### Your objective
Rewrite the listing below as a numbered list, omitting any blank lines.
+--
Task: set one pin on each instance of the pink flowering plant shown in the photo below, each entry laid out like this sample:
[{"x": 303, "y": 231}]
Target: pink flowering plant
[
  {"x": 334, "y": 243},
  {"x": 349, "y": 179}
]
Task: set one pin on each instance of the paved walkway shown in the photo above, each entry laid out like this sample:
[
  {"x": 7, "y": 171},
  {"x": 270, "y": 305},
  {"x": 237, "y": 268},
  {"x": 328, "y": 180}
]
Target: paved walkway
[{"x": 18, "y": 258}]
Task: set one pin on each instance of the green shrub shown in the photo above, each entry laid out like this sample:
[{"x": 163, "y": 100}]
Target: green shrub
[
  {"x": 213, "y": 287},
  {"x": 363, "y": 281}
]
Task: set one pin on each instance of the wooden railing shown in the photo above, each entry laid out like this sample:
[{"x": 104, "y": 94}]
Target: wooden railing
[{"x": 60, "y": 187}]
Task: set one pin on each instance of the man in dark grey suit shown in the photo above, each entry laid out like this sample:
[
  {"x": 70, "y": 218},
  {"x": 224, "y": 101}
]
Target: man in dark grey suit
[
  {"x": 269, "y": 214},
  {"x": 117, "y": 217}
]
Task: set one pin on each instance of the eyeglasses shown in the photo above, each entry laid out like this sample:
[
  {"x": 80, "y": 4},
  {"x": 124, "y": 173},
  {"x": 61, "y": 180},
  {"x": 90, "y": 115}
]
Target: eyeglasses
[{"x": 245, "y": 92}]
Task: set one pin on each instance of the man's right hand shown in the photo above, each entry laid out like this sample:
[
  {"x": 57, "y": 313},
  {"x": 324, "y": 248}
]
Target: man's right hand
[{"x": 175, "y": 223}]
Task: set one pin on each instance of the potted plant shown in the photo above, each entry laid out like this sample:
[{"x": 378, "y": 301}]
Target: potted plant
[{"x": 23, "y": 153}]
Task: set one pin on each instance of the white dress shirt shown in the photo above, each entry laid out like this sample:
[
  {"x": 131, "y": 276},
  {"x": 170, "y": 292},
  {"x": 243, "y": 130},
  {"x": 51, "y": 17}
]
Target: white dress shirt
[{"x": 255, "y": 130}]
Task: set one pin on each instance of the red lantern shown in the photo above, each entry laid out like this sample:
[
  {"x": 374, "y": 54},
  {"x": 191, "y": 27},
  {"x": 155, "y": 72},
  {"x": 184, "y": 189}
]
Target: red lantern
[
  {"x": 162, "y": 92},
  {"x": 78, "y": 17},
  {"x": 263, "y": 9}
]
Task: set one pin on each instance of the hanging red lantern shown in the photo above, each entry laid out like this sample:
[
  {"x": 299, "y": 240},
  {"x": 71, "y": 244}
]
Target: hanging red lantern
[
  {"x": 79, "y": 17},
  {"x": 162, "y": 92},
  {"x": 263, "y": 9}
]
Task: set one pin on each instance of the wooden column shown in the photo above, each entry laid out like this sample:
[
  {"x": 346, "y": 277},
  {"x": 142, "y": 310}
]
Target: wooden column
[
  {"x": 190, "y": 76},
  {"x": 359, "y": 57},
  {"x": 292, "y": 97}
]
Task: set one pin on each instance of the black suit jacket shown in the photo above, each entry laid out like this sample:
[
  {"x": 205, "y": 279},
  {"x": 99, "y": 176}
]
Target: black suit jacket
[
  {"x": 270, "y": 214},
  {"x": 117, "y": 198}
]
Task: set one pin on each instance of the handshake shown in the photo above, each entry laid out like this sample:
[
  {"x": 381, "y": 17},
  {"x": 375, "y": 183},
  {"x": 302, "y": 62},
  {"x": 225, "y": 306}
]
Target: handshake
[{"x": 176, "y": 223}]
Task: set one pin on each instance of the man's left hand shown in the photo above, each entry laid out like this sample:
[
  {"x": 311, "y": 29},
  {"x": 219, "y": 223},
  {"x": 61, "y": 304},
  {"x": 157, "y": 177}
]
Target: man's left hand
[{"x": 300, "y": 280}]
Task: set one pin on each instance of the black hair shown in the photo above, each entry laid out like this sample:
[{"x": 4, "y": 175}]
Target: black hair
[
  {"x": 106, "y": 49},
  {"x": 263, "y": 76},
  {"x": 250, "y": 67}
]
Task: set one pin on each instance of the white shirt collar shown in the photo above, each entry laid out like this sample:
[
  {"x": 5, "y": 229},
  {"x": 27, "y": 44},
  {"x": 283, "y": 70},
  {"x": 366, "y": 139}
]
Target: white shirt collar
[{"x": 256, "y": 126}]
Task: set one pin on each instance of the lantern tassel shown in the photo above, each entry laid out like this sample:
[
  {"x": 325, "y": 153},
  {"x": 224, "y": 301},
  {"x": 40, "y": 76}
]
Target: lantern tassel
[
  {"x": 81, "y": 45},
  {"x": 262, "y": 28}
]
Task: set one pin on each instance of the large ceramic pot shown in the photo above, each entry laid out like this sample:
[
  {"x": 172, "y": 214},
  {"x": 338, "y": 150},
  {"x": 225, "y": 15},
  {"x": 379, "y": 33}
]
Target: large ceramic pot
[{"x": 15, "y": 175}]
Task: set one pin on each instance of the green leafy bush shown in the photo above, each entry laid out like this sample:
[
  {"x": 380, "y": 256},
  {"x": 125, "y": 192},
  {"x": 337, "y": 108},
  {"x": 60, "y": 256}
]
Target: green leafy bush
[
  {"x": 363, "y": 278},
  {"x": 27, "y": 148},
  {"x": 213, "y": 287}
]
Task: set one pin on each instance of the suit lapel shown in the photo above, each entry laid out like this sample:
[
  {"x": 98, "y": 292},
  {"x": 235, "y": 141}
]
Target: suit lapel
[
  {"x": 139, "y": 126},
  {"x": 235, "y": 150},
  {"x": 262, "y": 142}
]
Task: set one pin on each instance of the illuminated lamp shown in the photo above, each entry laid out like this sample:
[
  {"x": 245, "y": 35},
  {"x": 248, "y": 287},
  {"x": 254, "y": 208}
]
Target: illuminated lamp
+--
### Answer to this problem
1. Task: set one pin on each instance of the pink flowering plant shown in the photo below, each entry laid out like this sample:
2. [{"x": 303, "y": 231}]
3. Target: pink flowering plant
4. [
5.   {"x": 334, "y": 243},
6.   {"x": 349, "y": 179}
7. ]
8. Task: set one pin on each instance of the paved walkway shown in the photo above, each entry laid out like this sample:
9. [
10.   {"x": 7, "y": 171},
11.   {"x": 270, "y": 305},
12.   {"x": 237, "y": 268},
13.   {"x": 328, "y": 180}
14. ]
15. Target: paved walkway
16. [{"x": 18, "y": 258}]
17. Task: set one pin on each instance of the green shrub shown in the photo above, each entry laid out like this sample:
18. [{"x": 163, "y": 100}]
19. Target: green shrub
20. [
21.   {"x": 213, "y": 287},
22.   {"x": 363, "y": 281}
23. ]
24. Task: set one pin on each instance of the wooden railing shown in the photo above, each entry laid out like this sample:
25. [{"x": 104, "y": 94}]
26. Target: wooden railing
27. [{"x": 60, "y": 187}]
28. Task: set one pin on each instance of the man in dark grey suit shown in the photo above, each entry laid out like this sample:
29. [
30.   {"x": 70, "y": 218},
31.   {"x": 224, "y": 101}
32. ]
33. Target: man in dark grey suit
34. [
35.   {"x": 269, "y": 214},
36.   {"x": 117, "y": 217}
37. ]
38. Task: set one pin on each instance of the eyeglasses shown in the photo above, each entry laid out like this sample:
39. [
40.   {"x": 80, "y": 4},
41.   {"x": 124, "y": 173},
42.   {"x": 61, "y": 180},
43.   {"x": 90, "y": 115}
44. ]
45. Target: eyeglasses
46. [{"x": 245, "y": 92}]
47. Task: set one pin on each instance of the man's right hand shown in the photo above, each entry laid out like this sample:
48. [
49.   {"x": 57, "y": 313},
50.   {"x": 324, "y": 248}
51. ]
52. Target: man's right hand
53. [{"x": 175, "y": 223}]
54. Task: set one pin on each instance of the potted plant shown in the photo above, each entry laid out like this sample:
55. [{"x": 378, "y": 301}]
56. Target: potted plant
57. [{"x": 23, "y": 153}]
58. Task: set one pin on each instance of the white dress shirt shown in the photo above, each entry laid out like this sample:
59. [
60.   {"x": 131, "y": 276},
61.   {"x": 170, "y": 292},
62.   {"x": 243, "y": 130},
63.   {"x": 51, "y": 17}
64. ]
65. Target: white dress shirt
66. [{"x": 255, "y": 130}]
67. Task: set one pin on each instance of the red lantern shown in the photo above, each entry laid out like this sample:
68. [
69.   {"x": 374, "y": 54},
70.   {"x": 191, "y": 27},
71.   {"x": 155, "y": 72},
72.   {"x": 184, "y": 189}
73. ]
74. Target: red lantern
75. [
76.   {"x": 162, "y": 92},
77.   {"x": 78, "y": 17},
78.   {"x": 263, "y": 9}
79. ]
80. Task: set one pin on each instance of the hanging red lantern shown in the photo above, each entry laid out like this sample:
81. [
82.   {"x": 299, "y": 240},
83.   {"x": 71, "y": 244}
84. ]
85. Target: hanging red lantern
86. [
87.   {"x": 79, "y": 17},
88.   {"x": 162, "y": 92},
89.   {"x": 263, "y": 9}
90. ]
91. Task: set one pin on each instance of the wooden column shown in the photo above, each entry laid out like this sample:
92. [
93.   {"x": 346, "y": 277},
94.   {"x": 142, "y": 310}
95. ]
96. Target: wooden column
97. [
98.   {"x": 190, "y": 76},
99.   {"x": 359, "y": 57},
100.   {"x": 292, "y": 97}
101. ]
102. Task: set one pin on each instance of the black suit jacket shown in the photo above, each entry laid out like this sample:
103. [
104.   {"x": 205, "y": 279},
105.   {"x": 99, "y": 176}
106. ]
107. Target: black suit jacket
108. [
109.   {"x": 270, "y": 214},
110.   {"x": 117, "y": 198}
111. ]
112. Task: set one pin on each instance of the handshake shown in the photo above, each entry laid out like this sample:
113. [
114.   {"x": 381, "y": 17},
115.   {"x": 375, "y": 183},
116.   {"x": 302, "y": 62},
117.   {"x": 225, "y": 306}
118. ]
119. Target: handshake
120. [{"x": 176, "y": 223}]
121. Task: set one pin on each instance of the man's left hand shown in the photo above, each entry laid out like this sample:
122. [
123.   {"x": 311, "y": 29},
124.   {"x": 219, "y": 223},
125.   {"x": 61, "y": 304},
126.   {"x": 157, "y": 177}
127. ]
128. Target: man's left hand
129. [{"x": 300, "y": 280}]
130. Task: set one pin on each instance of the black hair shown in the photo above, each entry laid out like this sample:
131. [{"x": 4, "y": 175}]
132. Target: black hair
133. [
134.   {"x": 106, "y": 49},
135.   {"x": 263, "y": 76},
136.   {"x": 250, "y": 67}
137. ]
138. Task: set one pin on each instance of the white shirt collar shown in the photo above, each entry laid out like this sample:
139. [
140.   {"x": 5, "y": 229},
141.   {"x": 27, "y": 44},
142.   {"x": 283, "y": 70},
143.   {"x": 366, "y": 139}
144. ]
145. Target: white shirt collar
146. [{"x": 256, "y": 126}]
147. Task: set one pin on each instance of the lantern tassel shown in the photo above, each entry laid out like this sample:
148. [
149.   {"x": 325, "y": 153},
150.   {"x": 224, "y": 301},
151.   {"x": 40, "y": 76}
152. ]
153. Target: lantern tassel
154. [
155.   {"x": 81, "y": 45},
156.   {"x": 262, "y": 28}
157. ]
158. Task: set one pin on each instance of the large ceramic pot shown in the photo above, each entry laid out like this sample:
159. [
160.   {"x": 172, "y": 214},
161.   {"x": 338, "y": 150},
162.   {"x": 225, "y": 15},
163.   {"x": 379, "y": 33}
164. ]
165. Target: large ceramic pot
166. [{"x": 15, "y": 175}]
167. Task: set one pin on each instance of the green leafy bush shown in the photo above, each entry laid out like this sample:
168. [
169.   {"x": 380, "y": 256},
170.   {"x": 125, "y": 192},
171.   {"x": 337, "y": 108},
172.   {"x": 60, "y": 256}
173. ]
174. Target: green leafy bush
175. [
176.   {"x": 363, "y": 278},
177.   {"x": 27, "y": 148},
178.   {"x": 213, "y": 287}
179. ]
180. Task: set one pin on each instance of the suit lapel shown in the photo above, each entry laid out like this sample:
181. [
182.   {"x": 98, "y": 292},
183.   {"x": 235, "y": 141}
184. ]
185. Target: suit lapel
186. [
187.   {"x": 139, "y": 126},
188.   {"x": 235, "y": 150},
189.   {"x": 262, "y": 142}
190. ]
191. Task: set one pin on each instance of the illuminated lamp shown in the photo above, each entry laid out like this sample:
192. [
193.   {"x": 245, "y": 35},
194.   {"x": 248, "y": 287},
195.   {"x": 254, "y": 208}
196. ]
197. Target: illuminated lamp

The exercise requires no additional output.